*Getoonde tekst*:
Condens en schimmels
Oplossingen zoeken bij condensproblemen
Condensatie = condenseren op het dauwpunt.
Indien het geabsorbeerde vocht uit de warme binnenlucht condenseert en op een kouder oppervlak waterdruppels achterlaat is er sprake van dauwpuntcondensatie. Het kouder oppervlak kan een deur, kamerhoek, raam enzovoort zijn.
Condensatie door luchtvochtigheid
Indien er een binnentemperatuur van 20 °C heerst bij 70 % relatieve luchtvochtigheid dan zal het condenseren van het vocht op een oppervlak dat kouder wordt dan 14,4 °C plaatsvinden. Een buitenmuur die geïsoleerd is mag echter maar 2 °C afkoelen aan de kant van de binnenzijde. Hierdoor kan er pas oppervlakte condensatie bij circa 90% relatieve vochtigheid plaatsvinden. Zo’n hoge relatieve vochtigheid komt in feite nooit voor, enkel wanneer er in een compacte badkamer met gesloten deuren een bad of douche genomen wordt.
Condensatie in een breder perspectief
Condensatie maakt deel uit van de waterkringloop. Bij condensatie wordt gas omgezet in vloeistof. In de lucht is er steeds een bepaalde hoeveelheid waterdamp terug te vinden. Er bestaat een verband tussen de luchttemperatuur en luchtvochtigheid. Hoe hoger de temperatuur, hoe meer waterdamp de lucht kan opnemen.
Bij afkoeling van deze lucht (die een bepaalde hoeveelheid waterdamp bevat), ontstaat er bij een bepaalde temperatuur condensatievorming. Dit verschijnsel doet zich voor wanneer het dauwpunt bereikt wordt.

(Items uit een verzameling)
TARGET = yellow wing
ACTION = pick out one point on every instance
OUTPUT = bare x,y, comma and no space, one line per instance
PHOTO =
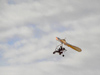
73,47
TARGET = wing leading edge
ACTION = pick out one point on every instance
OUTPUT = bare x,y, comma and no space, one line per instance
73,47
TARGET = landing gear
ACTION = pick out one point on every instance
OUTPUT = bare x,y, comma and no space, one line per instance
63,55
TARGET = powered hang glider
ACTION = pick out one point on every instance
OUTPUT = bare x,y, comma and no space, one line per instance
60,50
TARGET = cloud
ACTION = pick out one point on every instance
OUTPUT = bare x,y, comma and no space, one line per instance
27,37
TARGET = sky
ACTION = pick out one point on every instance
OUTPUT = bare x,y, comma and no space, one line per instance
28,31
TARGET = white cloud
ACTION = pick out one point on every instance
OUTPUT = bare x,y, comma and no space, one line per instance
36,23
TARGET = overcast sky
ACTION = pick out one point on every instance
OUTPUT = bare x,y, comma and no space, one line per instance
28,29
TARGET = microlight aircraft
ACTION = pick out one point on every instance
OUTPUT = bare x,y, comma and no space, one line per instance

*Onderdelen oefening*:
1. Vertaal deze zin uit de tekst over condens naar het Engels: "Hoe hoger de temperatuur, hoe meer waterdamp de lucht kan opnemen."
2. Zet de tekst over condens en schimmels voort, te beginnen na de laatste zin.

*Genummerde antwoorden*:
1. The higher the temperature, the more water vapor the air can absorb.

2.
Wanneer de vochtige lucht in contact komt met een oppervlak waarvan de temperatuur lager is dan het dauwpunt, ontstaat oppervlaktecondensatie. We kunnen dus stellen: hoe hoger de temperatuur, hoe hoger de luchtvochtigheid, hoe hoger het dauwpunt. We kunnen dus stellen dat lucht van 20°C dubbel zoveel water kan opnemen in vergelijking met lucht van 10°C.
Condensatie in de praktijk
Ook in gebouwen kan oppervlaktecondensatie voorkomen door een onvakkundige plaatsing van thermische isolatie in gebouwen in combinatie met een lagere stooktemperatuur en een verminderde ventilatie (afdichting van openingen en kieren).
Dit fenomeen kan beperkt worden door het verhogen van de luchttemperatuur, door isolatie of door middel van efficiënte ventilatie (=verlaging relatieve luchtvochtigheid).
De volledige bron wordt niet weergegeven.